▶ **Görevler**
1 – İpekçi anmasıyla ilgili metne göre aşağıdaki soruları yanıtlayın.
(a) İpekçi hangi tarihte öldürüldü?
(b) Gazeteciler İpekçi'yi hangi mezarlıktaki kabrini ziyaret ederek andı?
(c) Erinç'e göre dosya ne olarak faili meçhuller arasına katıldı?
2 – İpekçi anmasını anlatan haber metnini son cümlesinden sonra sürdürün.

▶ **Seçilen metin**

--

1 Şubat 1979 tarihinde öldürülen İpekçi’yi Zincirlikuyu Mezarlığı’ndaki kabrini ziyaret ederek anan gazeteciler, Türkiye’de son 30 yılda öldürülen meslektaşlarının katillerinin genelde bulunsa da, cinayetlerin arkasındaki güçlerin hiçbir zaman ortaya çıkarılamadığını vurguladı.
Erinç: İsyanımız azalmadı; İpekçi bizim için faili meçhul
Mezar başında bir konuşma yapan TGC Başkanı Orhan Erinç, aradan 29 yıl geçmesine rağmen cinayetten duydukları isyanın azalmadığını ifade ederek, “Cinayet yüzeysel soruşturuldu, tetikçilerin arkasındaki güçler ortaya çıkarılmadı. Bize göre dosya zamanaşımına uğrayarak faili meçhuller arasına katıldı” dedi.
“Laiklikten ödün vermiş ülkelerde medyanın durumu ortada”
İpekçi’nin laik, sosyal, demokratik hukuk devletinin "mantıklı ve yürekten bir savunucusu" olduğunu anımsatan Erinç, “Laiklikten ödün vermiş ülkelerde medya ve gazetecilerin çalışma koşullarının ne durumda olduğu ortadadır. Türkiye Cumhuriyeti’nin temel ilkelerinden korunmasında ve medyada çok sesliliğe gereken özenin gösterilmesini bekliyoruz." diye konuştu.

--

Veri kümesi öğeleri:
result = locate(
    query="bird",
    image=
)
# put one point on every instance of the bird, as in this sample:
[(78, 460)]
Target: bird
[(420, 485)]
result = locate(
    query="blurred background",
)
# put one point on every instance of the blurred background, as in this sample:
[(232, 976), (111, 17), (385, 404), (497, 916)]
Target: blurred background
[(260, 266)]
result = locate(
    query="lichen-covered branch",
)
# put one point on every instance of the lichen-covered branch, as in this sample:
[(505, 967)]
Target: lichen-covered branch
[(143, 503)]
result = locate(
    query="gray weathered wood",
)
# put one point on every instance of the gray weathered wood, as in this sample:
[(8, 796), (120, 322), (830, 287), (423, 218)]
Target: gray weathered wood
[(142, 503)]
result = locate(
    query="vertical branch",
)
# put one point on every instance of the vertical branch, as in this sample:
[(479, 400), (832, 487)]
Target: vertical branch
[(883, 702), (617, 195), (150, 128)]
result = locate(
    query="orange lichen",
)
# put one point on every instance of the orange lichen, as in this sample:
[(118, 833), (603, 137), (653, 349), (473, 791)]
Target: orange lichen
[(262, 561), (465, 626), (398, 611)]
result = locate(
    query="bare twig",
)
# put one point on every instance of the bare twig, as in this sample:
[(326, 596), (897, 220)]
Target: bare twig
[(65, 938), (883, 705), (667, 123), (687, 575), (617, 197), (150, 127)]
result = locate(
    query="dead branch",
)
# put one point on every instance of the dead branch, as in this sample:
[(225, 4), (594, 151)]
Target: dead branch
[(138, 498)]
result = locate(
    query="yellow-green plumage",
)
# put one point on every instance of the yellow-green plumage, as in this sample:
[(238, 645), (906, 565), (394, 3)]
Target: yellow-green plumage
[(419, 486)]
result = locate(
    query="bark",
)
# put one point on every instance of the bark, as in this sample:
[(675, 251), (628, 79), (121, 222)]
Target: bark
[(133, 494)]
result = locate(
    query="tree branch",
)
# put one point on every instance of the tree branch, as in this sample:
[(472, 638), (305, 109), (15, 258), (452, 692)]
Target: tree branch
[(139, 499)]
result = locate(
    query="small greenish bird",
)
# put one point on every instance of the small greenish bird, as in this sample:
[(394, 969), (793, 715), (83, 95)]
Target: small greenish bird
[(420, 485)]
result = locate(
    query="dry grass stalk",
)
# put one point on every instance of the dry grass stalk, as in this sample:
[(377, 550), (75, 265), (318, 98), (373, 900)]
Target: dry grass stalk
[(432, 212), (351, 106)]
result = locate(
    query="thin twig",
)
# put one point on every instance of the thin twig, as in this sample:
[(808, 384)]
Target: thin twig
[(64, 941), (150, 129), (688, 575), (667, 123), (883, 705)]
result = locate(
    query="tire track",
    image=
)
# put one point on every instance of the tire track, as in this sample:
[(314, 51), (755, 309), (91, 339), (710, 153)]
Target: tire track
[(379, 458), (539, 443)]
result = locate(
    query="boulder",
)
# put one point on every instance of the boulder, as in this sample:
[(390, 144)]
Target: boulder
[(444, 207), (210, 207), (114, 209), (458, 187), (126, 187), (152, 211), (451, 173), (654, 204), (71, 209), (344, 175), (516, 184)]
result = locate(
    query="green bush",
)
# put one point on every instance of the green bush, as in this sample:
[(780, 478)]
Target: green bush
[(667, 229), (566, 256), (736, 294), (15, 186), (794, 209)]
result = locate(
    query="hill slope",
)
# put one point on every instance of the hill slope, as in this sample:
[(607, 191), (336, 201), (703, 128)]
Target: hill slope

--

▶ **Görevlere göre sonuçlar**
1 –
(a) İpekçi 1 Şubat 1979'da öldürüldü.
(b) Gazeteciler, Zincirlikuyu Mezarlığı'ndaki kabrini ziyaret etti.
(c) Erinç'e göre dosya zamanaşımına uğrayarak faili meçhuller arasına katıldı.

2 –
İzet: Katillerle birlikte yaşamak zorunda kalıyoruz
Gazetecilere bir açıklama yapan ve 1993 yılındaki Sivas Katliamı’na da atıf yapan İpekçi’nin kızı Nükhet İzet, babasının cinayetinin kendisi için “aydınlatılmamış” bir cinayet olarak kaldığını söyleyerek, “Bu kadar cinayet failiyle birlikte yaşamak zorunda bırakılmamız doğru mu?” diye sordu.
Cadde, sokak ve anıtlara öldürülmüş aydın ve gazetecilerin isimlerinin verildiğini kaydeden İpekçi, “Aykırı düşüncelere katılırken ‘Acaba bu yerlere katil ve onları kollayanların isimlerini versek daha fazla farkındalık yaratılır mı?’diye düşünüyorum” diye konuştu.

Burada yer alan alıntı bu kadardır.